**Activity**. What you return must be an exact copy of the lines in the listing below between the line holding "form (10, 134)?" and the line holding "Thank you for the photo. Could you please annotate the trailing", inclusive, and nothing more.
***** Dataset content *****
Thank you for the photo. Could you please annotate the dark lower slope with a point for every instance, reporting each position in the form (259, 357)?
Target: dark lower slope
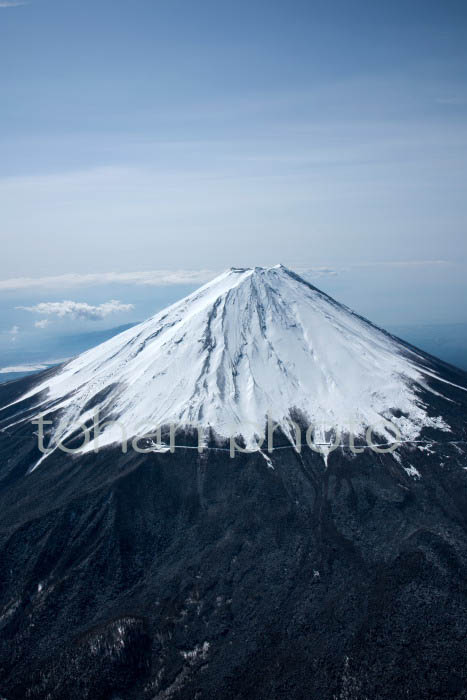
(185, 576)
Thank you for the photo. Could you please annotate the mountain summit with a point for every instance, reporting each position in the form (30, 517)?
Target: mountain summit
(255, 343)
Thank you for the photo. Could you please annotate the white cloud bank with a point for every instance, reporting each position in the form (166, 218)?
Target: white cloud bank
(77, 309)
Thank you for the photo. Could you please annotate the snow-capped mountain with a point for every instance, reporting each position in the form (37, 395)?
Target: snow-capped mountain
(253, 343)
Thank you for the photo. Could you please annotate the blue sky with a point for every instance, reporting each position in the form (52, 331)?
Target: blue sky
(175, 135)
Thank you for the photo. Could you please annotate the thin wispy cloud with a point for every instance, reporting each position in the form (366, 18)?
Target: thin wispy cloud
(149, 277)
(78, 309)
(43, 323)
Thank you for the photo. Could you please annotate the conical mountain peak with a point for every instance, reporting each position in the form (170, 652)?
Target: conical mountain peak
(252, 344)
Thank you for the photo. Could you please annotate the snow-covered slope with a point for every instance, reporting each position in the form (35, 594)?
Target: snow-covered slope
(252, 343)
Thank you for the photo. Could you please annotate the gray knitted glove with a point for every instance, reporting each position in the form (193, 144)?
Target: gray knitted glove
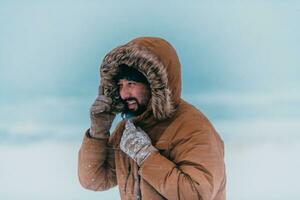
(136, 143)
(101, 117)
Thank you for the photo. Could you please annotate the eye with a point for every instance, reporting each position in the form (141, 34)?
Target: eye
(131, 83)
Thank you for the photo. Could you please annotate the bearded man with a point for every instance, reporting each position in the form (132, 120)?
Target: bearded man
(164, 148)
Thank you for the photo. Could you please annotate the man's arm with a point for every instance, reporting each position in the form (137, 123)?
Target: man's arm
(196, 170)
(96, 164)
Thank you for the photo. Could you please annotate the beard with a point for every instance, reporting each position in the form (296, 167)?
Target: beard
(133, 113)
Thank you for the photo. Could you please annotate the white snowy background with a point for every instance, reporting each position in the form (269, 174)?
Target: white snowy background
(240, 66)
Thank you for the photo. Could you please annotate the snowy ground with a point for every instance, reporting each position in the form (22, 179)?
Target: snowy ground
(263, 165)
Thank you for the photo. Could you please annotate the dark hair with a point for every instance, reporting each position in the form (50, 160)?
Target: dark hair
(130, 73)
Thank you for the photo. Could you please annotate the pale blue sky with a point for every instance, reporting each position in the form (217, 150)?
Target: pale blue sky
(240, 66)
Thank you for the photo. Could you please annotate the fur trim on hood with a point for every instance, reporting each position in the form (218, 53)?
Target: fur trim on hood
(157, 60)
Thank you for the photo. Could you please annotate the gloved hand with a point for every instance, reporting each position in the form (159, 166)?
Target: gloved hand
(101, 117)
(136, 143)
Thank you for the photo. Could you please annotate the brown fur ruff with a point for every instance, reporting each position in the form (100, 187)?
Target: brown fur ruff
(150, 66)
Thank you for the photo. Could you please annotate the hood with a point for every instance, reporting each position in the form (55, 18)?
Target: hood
(157, 60)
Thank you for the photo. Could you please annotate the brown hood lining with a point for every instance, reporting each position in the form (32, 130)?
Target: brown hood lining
(150, 66)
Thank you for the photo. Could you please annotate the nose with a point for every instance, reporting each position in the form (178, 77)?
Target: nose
(124, 92)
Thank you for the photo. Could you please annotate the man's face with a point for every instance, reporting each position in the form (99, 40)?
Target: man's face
(135, 95)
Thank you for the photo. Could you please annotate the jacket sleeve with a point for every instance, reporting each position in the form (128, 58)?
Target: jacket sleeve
(96, 164)
(194, 170)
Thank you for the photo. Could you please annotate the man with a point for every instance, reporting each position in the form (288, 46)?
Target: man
(164, 148)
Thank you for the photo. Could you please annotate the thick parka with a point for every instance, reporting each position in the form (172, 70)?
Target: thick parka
(189, 163)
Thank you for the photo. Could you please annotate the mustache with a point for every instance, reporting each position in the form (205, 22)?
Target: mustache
(130, 99)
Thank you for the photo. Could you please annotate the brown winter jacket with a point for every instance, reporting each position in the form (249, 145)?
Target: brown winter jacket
(190, 161)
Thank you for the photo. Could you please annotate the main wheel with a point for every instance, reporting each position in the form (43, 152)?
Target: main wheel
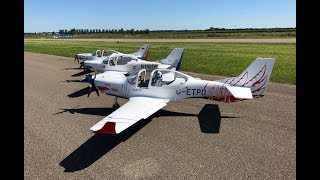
(115, 106)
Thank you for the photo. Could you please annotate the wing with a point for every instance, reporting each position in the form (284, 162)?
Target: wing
(113, 73)
(135, 109)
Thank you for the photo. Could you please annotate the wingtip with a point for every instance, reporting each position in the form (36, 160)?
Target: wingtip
(108, 128)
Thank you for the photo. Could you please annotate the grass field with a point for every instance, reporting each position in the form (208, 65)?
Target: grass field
(185, 35)
(226, 59)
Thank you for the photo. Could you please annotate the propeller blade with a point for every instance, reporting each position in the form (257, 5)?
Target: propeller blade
(90, 90)
(71, 81)
(97, 91)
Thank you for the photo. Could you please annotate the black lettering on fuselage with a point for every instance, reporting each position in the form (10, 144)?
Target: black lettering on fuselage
(196, 92)
(149, 66)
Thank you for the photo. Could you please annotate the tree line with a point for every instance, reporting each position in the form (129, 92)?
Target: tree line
(103, 31)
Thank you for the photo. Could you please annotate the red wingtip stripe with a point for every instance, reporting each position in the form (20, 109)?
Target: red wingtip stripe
(108, 128)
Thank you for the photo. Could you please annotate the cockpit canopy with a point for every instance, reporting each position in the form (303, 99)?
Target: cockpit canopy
(109, 52)
(157, 78)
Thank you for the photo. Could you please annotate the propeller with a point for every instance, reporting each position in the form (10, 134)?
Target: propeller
(92, 87)
(76, 57)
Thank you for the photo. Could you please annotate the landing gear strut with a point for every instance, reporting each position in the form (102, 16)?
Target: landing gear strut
(115, 105)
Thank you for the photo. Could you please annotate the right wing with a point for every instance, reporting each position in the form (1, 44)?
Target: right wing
(135, 109)
(113, 73)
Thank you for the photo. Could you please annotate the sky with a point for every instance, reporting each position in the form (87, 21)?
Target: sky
(48, 16)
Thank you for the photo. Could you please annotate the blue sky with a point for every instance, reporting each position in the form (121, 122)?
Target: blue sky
(40, 15)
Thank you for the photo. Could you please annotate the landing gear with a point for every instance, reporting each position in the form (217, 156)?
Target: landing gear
(116, 106)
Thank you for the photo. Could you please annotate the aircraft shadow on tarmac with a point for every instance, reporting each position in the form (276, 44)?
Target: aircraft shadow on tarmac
(81, 73)
(100, 144)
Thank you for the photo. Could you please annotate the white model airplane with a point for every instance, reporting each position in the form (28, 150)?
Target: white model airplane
(148, 95)
(142, 53)
(128, 63)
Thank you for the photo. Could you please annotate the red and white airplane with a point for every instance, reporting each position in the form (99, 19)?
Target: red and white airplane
(142, 53)
(148, 94)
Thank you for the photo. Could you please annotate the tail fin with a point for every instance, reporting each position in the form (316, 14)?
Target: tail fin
(174, 59)
(255, 77)
(143, 52)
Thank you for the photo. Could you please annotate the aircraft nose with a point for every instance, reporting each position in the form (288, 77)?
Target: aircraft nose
(88, 64)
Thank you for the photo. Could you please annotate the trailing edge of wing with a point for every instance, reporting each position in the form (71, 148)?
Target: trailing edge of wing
(240, 92)
(135, 109)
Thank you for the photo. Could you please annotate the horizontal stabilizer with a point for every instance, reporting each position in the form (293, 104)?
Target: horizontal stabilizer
(240, 92)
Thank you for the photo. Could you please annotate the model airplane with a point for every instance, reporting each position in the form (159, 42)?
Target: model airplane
(142, 53)
(128, 63)
(165, 85)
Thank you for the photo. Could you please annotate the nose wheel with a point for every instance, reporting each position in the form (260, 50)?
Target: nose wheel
(116, 105)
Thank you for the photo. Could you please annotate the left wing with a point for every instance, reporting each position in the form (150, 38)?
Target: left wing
(135, 109)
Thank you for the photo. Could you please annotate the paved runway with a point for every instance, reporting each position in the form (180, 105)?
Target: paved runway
(273, 40)
(256, 139)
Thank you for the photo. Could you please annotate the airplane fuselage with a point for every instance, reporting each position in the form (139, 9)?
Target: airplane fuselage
(193, 88)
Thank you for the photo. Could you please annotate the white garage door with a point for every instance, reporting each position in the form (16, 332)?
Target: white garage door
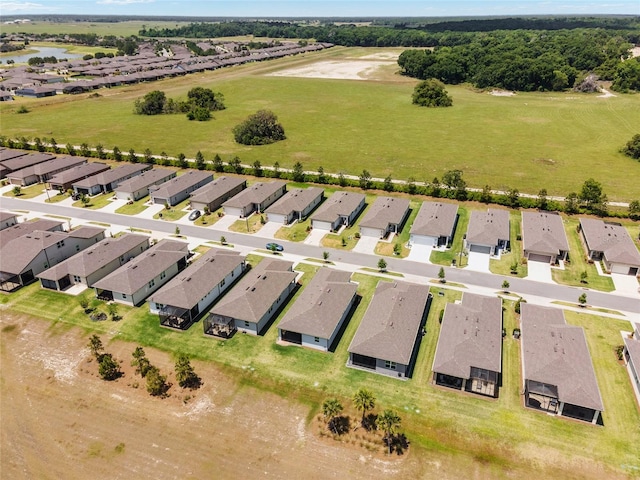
(534, 257)
(480, 249)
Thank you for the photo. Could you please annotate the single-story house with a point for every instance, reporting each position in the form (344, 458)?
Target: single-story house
(295, 205)
(19, 229)
(188, 295)
(7, 219)
(178, 189)
(214, 194)
(134, 281)
(557, 371)
(631, 357)
(64, 180)
(386, 215)
(543, 237)
(22, 258)
(319, 313)
(254, 300)
(611, 243)
(256, 198)
(42, 172)
(469, 352)
(94, 263)
(488, 232)
(20, 160)
(138, 187)
(434, 225)
(341, 208)
(388, 338)
(106, 181)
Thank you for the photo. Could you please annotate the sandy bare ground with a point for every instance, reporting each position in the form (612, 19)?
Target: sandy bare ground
(59, 420)
(342, 70)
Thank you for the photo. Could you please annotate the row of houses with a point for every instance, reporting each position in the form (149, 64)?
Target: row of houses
(51, 79)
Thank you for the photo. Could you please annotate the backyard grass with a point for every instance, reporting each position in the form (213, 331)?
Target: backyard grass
(134, 208)
(445, 258)
(294, 233)
(95, 202)
(578, 263)
(173, 213)
(525, 139)
(503, 266)
(436, 420)
(247, 225)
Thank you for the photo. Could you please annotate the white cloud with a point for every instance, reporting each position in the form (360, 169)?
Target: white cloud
(20, 6)
(123, 2)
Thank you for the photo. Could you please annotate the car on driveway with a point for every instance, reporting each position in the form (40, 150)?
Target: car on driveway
(274, 247)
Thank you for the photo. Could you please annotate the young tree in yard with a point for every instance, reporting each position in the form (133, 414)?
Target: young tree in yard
(389, 422)
(185, 375)
(261, 128)
(431, 93)
(582, 300)
(156, 382)
(331, 408)
(108, 368)
(95, 345)
(364, 400)
(382, 265)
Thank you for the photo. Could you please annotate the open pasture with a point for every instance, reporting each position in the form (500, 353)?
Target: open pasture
(527, 141)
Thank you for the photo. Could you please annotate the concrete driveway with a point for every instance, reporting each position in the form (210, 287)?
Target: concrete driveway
(625, 284)
(420, 253)
(539, 271)
(478, 262)
(366, 244)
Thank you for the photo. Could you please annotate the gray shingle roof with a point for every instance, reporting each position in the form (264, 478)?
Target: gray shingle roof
(95, 257)
(216, 189)
(337, 205)
(435, 219)
(192, 284)
(178, 184)
(144, 180)
(385, 211)
(256, 292)
(543, 232)
(136, 273)
(487, 228)
(611, 239)
(556, 353)
(295, 200)
(256, 193)
(321, 305)
(470, 336)
(389, 328)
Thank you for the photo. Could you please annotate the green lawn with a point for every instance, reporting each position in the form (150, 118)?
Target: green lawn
(578, 263)
(173, 213)
(518, 142)
(503, 266)
(453, 253)
(134, 208)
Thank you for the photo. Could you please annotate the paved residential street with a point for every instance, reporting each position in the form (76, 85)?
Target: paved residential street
(625, 301)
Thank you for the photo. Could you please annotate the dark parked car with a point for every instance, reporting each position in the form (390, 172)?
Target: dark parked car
(275, 247)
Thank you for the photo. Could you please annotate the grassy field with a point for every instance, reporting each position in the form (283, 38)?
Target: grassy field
(437, 421)
(519, 141)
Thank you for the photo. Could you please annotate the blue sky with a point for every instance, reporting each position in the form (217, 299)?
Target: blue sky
(283, 8)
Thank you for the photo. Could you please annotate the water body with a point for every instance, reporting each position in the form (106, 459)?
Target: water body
(42, 52)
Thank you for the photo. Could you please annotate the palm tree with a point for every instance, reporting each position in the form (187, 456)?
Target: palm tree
(331, 408)
(389, 421)
(364, 400)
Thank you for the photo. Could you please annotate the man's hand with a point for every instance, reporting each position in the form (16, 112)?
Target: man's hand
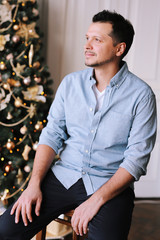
*****
**Expected answer**.
Thank you for the photo. Could you please annotate the propeller with a point for every instance, reporting each position in the form (10, 134)?
Target: propeller
(92, 87)
(76, 57)
Thank you for the photo. Could you please annotate the landing gear strut with a point for every instance, reporting each position in the form (102, 16)?
Target: landing gear strut
(115, 105)
Thank you for the photo. Could you please annotate the right wing with a point for every instance, reporting each position in the form (1, 44)?
Target: right wing
(135, 109)
(113, 73)
Thank you for the photo. Could you please annotate the sky with a point for every instance, reporting each position in the form (87, 21)?
Target: sky
(48, 16)
Thank you for the photo. Could you please annotate the blue sky with a point for every instance, reporting each position in the form (121, 122)?
Target: blue sky
(40, 15)
Thank you for the photo. Could you please annotate the landing gear with a point for every instance, reporting each position in the form (217, 156)?
Target: landing gear
(116, 106)
Thank you for the photo. Could you please annotate the aircraft shadow on tarmac with a point for every instance, reporting each position in the form (276, 44)?
Target: aircraft shadow on tarmac
(81, 73)
(100, 144)
Thank you for the photo. Could you please annotate the white model airplane with a point for every instance, reporting each position in the form (28, 150)?
Target: white model airplane
(148, 95)
(142, 53)
(128, 63)
Thank you for the photo. Could you please annotate the red and white airplane with a point for every instance, reporting each position in the form (99, 19)?
Target: red and white airplane
(142, 53)
(148, 94)
Thank you for the photo. Could you please annotate the tail fin with a point for every instance, reporting each position in the form (316, 14)?
Target: tail fin
(174, 59)
(255, 77)
(143, 52)
Thank you for the photo. Could you please annotate the aircraft nose with a point for every instance, reporting each position in the form (288, 77)?
Target: aircraft nose
(88, 64)
Thank you for the photo. Could you please annotate the trailing edge of wing with a point for every instance, reporting each position in the form (71, 148)?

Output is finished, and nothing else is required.